C'è il mondo intero a vedere Benedetto XVI, c'è questa città cosmopolita, mille etnie, mille Paesi, ci sono volti di tutti i colori. I giornalisti delle televisioni americane, che trasmettono dai marciapiedi, i cronisti che commentano dagli elicotteri sono stupiti. Nessuno se lo aspettava. «Ratzinger non è Wojtyla, vedrete», dicevano i colleghi americani nella sala stampa internazionale. Ieri mattina il New York Times non aveva neppure messo in prima pagina la visita del Papa all'Onu, ma solo la foto dell'incontro alla sinagoga. L'unica questione di cui parlano i giornali statunitensi è quella dello scandalo degli abusi sessuali. Anche le televisioni vi insistono come se fosse il tema della visita, motivo di preoccupazione e di freddezza della gente verso il Papa e la Santa Sede.
Ma così non è, e la folla lungo le strade di Manhattan ieri lo ha dimostrato. Ratzinger chiuso nella blindatura della sua auto, seduto in alto, si girava da una parte e dell'altra, contento, felice, sorridente. Ieri son tre anni che è stato eletto. Ieri è cominciato il quarto anno del pontificato.
Ieri lui ha ringraziato degli auguri alla fine della messa nella imponente cattedrale di St. Patrick, cattedrale di New York, edificio che acquista fascino maggiore per essere letteralmente affogata con le guglie dentro i grattacieli moderni del cuore di New York. Era la Messa per i sacerdoti, i religiosi e le suore, 2.800 sotto le volte neogotiche. Il cardinale Bertone, Segretario di Stato, al termine gli fa gli auguri parlando in spagnolo. C'è un lungo applauso.
Il Papa è quasi imbarazzato. Gli avvicinano il microfono e il messale. Lui in inglese, con voce sommessa, quasi si meraviglia e ringrazia tutti per «l'amore che date al povero successore di Pietro». Riprende il concetto espresso dal balcone di San Pietro il giorno delle elezione, quando disse di essere un «umile operaio nella vigna del Signore». Ieri ha assicurato di nuovo: «Farò tutto il possibile per essere un vero successore del grande Pietro, che era anche un uomo con i suoi difetti e alcuni peccati, ma alla fine rimase la roccia della Chiesa». Parla lentamente, cerca le parole e esorta se stesso: «Così anch'io con tutta la mia povertà spirituale possa essere, con la grazia di Dio, il successore di Pietro in questo tempo».
※
Riassumi per favore in due frasi il testo sulla visita di Benedetto XVI a New York. Le righe del dataset sono materiale a sé, distinto dal testo.

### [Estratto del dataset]
※
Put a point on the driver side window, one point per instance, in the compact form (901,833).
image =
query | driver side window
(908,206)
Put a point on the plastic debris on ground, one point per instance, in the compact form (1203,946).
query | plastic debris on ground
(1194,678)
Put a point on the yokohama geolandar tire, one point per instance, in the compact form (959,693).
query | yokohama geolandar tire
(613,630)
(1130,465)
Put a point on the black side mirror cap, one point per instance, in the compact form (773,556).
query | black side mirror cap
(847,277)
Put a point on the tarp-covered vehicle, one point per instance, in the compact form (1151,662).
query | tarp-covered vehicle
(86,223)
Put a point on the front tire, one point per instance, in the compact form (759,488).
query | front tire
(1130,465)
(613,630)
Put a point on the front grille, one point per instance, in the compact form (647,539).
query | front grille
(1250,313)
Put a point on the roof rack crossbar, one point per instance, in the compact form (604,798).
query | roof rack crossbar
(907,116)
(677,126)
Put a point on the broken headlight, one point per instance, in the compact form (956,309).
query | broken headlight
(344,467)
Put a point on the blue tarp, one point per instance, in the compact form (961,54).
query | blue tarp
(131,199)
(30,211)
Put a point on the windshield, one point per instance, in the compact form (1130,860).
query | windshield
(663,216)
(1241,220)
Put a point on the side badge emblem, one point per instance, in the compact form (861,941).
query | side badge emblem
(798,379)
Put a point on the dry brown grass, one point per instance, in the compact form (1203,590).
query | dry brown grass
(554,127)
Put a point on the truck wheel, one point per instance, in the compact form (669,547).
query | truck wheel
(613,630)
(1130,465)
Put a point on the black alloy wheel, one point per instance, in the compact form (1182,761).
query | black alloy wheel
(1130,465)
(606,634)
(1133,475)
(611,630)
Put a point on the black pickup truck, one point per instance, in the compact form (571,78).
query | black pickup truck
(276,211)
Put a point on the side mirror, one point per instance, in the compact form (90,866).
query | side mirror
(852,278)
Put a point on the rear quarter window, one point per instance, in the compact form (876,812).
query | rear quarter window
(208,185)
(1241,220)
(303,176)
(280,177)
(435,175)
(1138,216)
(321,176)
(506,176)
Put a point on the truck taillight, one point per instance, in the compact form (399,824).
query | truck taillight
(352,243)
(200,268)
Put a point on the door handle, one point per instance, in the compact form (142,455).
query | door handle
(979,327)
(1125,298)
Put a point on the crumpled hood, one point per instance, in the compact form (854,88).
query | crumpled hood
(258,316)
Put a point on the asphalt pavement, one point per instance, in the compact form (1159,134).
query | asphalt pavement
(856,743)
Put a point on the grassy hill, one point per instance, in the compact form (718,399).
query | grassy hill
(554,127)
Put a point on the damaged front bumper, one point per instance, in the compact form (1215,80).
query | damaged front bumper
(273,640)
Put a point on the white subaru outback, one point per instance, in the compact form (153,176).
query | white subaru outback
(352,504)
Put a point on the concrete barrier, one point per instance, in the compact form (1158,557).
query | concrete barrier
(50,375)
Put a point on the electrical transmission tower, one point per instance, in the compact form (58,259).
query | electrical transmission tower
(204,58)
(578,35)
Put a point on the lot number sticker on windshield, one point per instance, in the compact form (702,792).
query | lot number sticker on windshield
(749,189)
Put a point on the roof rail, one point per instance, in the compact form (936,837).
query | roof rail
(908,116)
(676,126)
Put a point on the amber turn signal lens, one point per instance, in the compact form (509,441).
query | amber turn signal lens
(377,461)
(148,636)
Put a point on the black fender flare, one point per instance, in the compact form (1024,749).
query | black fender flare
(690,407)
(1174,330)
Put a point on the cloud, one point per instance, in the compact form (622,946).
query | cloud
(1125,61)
※
### [Risposta]
Mentre i giornali e le televisioni statunitensi parlavano quasi solo dello scandalo degli abusi sessuali, la folla lungo le strade di Manhattan ha mostrato il contrario accogliendo Benedetto XVI, nel giorno in cui cominciava il quarto anno del suo pontificato. Alla fine della messa per sacerdoti, religiosi e suore nella cattedrale di St. Patrick, il Papa ha ringraziato per gli auguri e ha assicurato che farà tutto il possibile per essere un vero successore di Pietro, pur con la sua povertà spirituale.